AIM 1:
Name every organization that the passage on American travel to Cuba identifies by a proper name.

SOURCE EXCERPT:
-- BEGIN --

Over all, 614,433 Americans visited in 2016, including 329,496 Cuban-Americans and 284,937 other Americans, according to Cuba’s government. While the travel restrictions are not expected to apply to Cuban-Americans, the restrictions on spending money at businesses controlled by the Cuban military are expected to apply to all Americans.

“Is the State Department going to print up a map that says where people can and can’t go?” asked John Kavulich, the president of the U.S.-Cuba Trade and Economic Council.

The impact on American business could also be heavy. Airlines from the United States have scrambled to arrange daily flights. Starwood Hotels & Resorts signed on to renovate and oversee three hotels in Havana. Airbnb in particular has had a profound entry into the market, offering more than 22,000 homes across the country and hosting more than half a million visitors.

In Havana, the presence of Americans on the streets these days is palpable. Old Havana, especially, teems with visitors from the United States, many of whom say they are eager to see the nation before it changes and becomes more like any another Caribbean destination.  Older Americans, Brooklyn fashionistas and families willing to pay top dollar come to stay in one of the opulent, albeit shabby, old homes that line Havana’s boulevards. Even in the hot months of the otherwise off-season, some hotels began doubling rates, paving the way for a boom in private sector accommodations.

-- END --

AIM 2:
In the records, duplicate the lines starting with the line that contains "tree shown in this photo, matching this sample?" and going on through the line that contains "point(83, 101)".

DATA LISTING:
-- BEGIN --

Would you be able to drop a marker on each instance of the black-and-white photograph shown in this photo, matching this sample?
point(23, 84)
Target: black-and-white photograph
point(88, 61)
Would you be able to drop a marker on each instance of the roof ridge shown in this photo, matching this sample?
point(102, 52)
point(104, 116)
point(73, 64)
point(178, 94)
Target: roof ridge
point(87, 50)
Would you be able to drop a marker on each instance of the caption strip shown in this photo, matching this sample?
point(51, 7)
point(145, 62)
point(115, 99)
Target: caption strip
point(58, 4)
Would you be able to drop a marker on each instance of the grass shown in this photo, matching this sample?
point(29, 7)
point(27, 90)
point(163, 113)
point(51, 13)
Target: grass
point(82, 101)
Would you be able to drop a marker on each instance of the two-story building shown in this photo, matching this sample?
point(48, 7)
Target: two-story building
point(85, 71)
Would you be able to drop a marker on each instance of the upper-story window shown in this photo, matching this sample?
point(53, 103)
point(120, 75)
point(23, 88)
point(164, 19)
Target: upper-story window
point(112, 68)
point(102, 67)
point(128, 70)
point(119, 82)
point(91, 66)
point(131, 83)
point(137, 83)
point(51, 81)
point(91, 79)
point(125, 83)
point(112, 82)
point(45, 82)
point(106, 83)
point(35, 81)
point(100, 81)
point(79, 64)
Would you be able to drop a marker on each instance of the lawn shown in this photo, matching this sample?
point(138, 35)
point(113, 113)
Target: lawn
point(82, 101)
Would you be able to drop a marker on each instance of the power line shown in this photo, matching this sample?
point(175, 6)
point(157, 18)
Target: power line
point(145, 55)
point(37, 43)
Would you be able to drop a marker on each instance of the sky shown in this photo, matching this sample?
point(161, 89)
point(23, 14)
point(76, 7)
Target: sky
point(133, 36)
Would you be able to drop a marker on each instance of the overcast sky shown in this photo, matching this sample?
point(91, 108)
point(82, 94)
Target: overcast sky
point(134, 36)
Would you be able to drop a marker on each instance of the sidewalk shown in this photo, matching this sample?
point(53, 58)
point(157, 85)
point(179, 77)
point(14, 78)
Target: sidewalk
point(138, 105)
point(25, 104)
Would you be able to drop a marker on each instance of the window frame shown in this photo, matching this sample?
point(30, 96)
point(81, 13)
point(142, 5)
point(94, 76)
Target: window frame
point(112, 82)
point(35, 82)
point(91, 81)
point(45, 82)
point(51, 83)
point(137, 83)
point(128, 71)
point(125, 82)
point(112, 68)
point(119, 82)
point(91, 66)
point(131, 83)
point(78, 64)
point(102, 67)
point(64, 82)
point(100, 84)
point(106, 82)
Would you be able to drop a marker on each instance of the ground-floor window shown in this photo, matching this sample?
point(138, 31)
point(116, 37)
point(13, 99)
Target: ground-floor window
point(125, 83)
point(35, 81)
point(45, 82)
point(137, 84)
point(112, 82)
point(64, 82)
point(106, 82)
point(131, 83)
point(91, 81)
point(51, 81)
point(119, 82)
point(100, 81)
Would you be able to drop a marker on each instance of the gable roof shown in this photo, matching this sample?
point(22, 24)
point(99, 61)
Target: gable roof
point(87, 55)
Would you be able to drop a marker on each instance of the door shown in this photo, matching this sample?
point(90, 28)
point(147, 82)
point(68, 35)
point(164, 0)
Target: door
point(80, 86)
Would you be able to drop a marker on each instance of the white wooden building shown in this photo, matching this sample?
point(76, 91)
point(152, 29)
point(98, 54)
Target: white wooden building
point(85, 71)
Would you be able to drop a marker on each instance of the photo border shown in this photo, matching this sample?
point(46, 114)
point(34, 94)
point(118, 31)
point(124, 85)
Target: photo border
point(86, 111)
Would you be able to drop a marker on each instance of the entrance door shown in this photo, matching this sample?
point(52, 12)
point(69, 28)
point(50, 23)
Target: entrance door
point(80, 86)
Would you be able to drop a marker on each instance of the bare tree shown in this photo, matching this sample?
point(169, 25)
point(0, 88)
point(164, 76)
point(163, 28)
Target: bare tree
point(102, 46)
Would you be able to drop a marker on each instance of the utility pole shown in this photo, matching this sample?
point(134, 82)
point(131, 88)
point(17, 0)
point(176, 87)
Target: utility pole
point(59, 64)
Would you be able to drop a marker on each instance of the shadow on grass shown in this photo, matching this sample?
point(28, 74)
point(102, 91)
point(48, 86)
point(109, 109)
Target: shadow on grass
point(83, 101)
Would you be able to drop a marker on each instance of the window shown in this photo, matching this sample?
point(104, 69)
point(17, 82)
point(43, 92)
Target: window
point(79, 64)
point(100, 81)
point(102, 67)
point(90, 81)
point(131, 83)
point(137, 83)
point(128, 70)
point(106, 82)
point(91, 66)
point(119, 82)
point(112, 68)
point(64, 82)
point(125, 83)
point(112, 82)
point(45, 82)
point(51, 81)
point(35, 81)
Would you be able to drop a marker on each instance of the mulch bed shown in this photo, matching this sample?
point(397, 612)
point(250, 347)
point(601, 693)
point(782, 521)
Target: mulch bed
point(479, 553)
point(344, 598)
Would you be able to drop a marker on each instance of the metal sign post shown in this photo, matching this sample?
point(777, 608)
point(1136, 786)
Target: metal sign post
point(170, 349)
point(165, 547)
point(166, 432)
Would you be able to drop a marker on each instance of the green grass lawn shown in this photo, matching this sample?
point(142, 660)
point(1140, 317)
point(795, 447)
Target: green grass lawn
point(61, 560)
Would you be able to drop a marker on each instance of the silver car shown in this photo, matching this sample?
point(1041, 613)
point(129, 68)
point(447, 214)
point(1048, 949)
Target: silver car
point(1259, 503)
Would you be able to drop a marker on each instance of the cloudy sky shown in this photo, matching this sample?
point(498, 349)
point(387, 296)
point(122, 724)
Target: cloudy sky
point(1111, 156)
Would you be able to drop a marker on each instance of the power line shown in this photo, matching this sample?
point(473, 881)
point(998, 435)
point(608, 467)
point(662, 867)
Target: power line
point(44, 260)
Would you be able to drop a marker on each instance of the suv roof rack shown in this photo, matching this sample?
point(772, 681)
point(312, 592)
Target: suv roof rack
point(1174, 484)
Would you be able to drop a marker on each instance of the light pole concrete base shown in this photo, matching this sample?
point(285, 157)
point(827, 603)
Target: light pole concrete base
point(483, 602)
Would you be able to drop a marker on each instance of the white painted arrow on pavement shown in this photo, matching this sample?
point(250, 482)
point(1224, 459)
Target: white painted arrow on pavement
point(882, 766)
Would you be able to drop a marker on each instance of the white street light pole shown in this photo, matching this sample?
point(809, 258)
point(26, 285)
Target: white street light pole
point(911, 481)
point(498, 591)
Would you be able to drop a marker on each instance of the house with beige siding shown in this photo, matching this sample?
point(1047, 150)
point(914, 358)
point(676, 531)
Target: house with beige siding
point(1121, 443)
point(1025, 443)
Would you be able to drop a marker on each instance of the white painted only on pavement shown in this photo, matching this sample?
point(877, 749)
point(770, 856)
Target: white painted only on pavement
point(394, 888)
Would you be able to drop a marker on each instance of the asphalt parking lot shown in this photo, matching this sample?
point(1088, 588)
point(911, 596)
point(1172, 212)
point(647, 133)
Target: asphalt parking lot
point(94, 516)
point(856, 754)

-- END --

TASK SOLUTION 1:
State Department
U.S.-Cuba Trade and Economic Council
Starwood Hotels & Resorts
Airbnb

TASK SOLUTION 2:
Would you be able to drop a marker on each instance of the bare tree shown in this photo, matching this sample?
point(169, 25)
point(0, 88)
point(164, 76)
point(163, 28)
Target: bare tree
point(102, 46)
Would you be able to drop a marker on each instance of the utility pole shown in this photo, matching this sample?
point(134, 82)
point(131, 88)
point(17, 0)
point(176, 87)
Target: utility pole
point(59, 64)
Would you be able to drop a marker on each instance of the shadow on grass shown in this photo, matching this sample?
point(28, 74)
point(102, 91)
point(48, 86)
point(109, 109)
Target: shadow on grass
point(83, 101)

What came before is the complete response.